*** Begin section ***

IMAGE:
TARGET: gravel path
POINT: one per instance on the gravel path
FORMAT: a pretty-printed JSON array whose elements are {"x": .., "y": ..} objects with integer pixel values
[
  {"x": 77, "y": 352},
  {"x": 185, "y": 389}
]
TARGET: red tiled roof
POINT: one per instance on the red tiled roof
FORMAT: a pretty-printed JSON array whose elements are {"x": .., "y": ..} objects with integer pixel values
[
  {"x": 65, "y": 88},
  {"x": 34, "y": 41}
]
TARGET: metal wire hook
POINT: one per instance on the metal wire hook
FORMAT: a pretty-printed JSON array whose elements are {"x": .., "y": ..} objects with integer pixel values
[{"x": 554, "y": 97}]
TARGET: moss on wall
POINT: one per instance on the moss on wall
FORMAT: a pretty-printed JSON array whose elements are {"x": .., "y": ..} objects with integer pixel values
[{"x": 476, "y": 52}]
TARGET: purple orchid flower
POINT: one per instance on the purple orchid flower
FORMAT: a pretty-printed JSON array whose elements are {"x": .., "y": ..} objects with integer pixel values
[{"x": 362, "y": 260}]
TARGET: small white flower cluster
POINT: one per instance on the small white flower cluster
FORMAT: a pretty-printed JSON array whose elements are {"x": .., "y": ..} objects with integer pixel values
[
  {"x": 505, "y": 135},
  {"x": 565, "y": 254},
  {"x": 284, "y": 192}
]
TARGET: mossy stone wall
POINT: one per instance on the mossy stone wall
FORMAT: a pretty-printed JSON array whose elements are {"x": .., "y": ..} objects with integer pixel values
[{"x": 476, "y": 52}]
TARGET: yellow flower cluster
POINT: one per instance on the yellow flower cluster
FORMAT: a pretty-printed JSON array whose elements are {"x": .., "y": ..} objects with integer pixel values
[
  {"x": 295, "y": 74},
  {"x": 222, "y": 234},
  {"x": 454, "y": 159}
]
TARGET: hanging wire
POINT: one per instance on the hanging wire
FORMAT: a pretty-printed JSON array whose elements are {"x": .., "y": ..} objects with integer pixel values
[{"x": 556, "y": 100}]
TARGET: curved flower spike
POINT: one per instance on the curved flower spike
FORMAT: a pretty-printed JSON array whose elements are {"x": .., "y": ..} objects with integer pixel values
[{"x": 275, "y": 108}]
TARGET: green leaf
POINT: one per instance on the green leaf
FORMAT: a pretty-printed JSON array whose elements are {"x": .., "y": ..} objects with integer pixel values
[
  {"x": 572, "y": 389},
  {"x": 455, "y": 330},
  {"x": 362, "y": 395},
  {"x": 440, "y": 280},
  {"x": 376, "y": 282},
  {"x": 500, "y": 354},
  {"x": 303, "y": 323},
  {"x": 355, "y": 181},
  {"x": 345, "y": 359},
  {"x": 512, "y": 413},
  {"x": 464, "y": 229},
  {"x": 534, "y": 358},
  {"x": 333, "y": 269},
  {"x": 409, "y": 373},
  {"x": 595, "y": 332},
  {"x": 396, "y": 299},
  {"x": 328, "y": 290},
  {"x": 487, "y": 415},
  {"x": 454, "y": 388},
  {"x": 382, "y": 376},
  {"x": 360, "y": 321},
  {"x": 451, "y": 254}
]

*** End section ***

Work request
Determine the number of lines in the data that contain "curved" as a word or string, and state only that number.

Response to this task
2